ACTION ITEM — List each line of the material that contains the string "rough", treating uppercase and lowercase letters as distinct.

Stored records —

^^^^^^^^

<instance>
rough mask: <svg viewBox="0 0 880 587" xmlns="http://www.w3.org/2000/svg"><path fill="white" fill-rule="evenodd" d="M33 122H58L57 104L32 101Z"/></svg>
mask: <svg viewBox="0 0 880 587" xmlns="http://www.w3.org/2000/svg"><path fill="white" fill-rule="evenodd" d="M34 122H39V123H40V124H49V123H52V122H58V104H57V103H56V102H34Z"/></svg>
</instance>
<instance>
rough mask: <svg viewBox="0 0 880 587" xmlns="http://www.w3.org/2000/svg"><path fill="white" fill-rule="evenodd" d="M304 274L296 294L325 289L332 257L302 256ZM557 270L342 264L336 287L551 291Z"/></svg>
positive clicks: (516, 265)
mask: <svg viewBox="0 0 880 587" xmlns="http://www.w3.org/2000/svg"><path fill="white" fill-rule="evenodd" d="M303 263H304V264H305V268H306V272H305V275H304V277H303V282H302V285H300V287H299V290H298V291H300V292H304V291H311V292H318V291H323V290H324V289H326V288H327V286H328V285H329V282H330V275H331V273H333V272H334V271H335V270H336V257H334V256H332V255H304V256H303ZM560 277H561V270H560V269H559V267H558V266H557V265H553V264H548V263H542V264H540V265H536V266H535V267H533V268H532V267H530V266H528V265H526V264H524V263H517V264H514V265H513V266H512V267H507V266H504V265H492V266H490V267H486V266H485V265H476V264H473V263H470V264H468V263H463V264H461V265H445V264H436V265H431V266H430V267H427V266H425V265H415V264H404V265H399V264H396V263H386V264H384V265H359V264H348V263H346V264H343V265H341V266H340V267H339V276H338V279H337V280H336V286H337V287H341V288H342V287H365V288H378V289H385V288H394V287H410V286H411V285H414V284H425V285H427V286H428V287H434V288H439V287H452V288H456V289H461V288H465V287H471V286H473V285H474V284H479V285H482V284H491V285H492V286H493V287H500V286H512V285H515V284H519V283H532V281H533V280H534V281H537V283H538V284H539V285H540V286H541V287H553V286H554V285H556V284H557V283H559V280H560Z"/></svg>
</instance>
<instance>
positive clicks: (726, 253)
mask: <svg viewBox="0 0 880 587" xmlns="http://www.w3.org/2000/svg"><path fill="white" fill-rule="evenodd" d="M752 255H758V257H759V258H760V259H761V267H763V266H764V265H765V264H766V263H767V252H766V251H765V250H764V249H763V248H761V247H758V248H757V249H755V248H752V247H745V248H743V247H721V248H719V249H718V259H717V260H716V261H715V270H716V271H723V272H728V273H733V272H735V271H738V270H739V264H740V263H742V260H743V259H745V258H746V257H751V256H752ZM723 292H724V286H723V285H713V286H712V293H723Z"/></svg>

^^^^^^^^

ANSWER SECTION —
rough mask: <svg viewBox="0 0 880 587" xmlns="http://www.w3.org/2000/svg"><path fill="white" fill-rule="evenodd" d="M33 122H58L57 104L32 101Z"/></svg>
rough mask: <svg viewBox="0 0 880 587" xmlns="http://www.w3.org/2000/svg"><path fill="white" fill-rule="evenodd" d="M304 274L296 294L325 289L332 257L302 256ZM557 270L342 264L336 287L551 291Z"/></svg>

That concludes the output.